* [Work to do]:
Please write out everything from the line containing "cluster in this photo." down to the end of the records, keeping the requests unchanged, and rescale each coordinate in the answers by multiplying it by 0.7 and rounding to a whole number, with halves rounded up. Give only those lines.

┌────────

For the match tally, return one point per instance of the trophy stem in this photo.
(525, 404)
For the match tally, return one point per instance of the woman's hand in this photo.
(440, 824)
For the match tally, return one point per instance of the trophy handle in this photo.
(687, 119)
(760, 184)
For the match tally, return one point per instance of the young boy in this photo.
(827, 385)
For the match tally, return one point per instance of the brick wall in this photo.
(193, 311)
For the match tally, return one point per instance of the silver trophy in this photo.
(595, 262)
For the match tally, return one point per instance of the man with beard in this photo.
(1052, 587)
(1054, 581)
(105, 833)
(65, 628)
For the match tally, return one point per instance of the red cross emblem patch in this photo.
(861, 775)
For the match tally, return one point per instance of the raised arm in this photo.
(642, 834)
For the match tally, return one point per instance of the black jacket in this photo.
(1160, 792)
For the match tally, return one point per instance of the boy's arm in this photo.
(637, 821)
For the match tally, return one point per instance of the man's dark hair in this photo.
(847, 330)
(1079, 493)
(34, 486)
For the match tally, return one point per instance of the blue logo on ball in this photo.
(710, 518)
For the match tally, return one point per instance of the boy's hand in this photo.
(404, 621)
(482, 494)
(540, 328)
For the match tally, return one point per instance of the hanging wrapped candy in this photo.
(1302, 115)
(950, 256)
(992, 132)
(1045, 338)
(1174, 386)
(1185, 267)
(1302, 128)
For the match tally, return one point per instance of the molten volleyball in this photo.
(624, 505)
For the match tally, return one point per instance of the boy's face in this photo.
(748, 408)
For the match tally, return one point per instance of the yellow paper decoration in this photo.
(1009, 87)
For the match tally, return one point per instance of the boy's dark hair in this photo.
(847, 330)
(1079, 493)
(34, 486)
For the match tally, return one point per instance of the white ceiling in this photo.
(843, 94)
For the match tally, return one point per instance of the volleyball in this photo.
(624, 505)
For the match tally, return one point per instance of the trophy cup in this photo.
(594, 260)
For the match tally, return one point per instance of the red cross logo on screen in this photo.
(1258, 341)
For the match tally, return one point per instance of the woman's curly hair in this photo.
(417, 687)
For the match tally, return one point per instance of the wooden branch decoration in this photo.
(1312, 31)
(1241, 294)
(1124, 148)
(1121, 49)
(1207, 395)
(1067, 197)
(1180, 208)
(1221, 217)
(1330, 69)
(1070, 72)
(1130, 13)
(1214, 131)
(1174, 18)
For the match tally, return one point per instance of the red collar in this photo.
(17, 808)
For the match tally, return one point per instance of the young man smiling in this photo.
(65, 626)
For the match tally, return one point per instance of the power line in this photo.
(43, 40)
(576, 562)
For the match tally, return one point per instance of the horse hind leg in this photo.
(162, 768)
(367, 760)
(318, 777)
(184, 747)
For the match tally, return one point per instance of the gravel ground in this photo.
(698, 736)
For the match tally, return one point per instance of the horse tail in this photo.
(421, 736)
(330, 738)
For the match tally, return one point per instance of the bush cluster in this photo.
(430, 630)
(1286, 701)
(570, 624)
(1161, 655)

└────────

* [Solution to the exercise]:
For the match tally, return one point per instance of the bush cluster in this photo.
(301, 441)
(900, 491)
(399, 437)
(813, 459)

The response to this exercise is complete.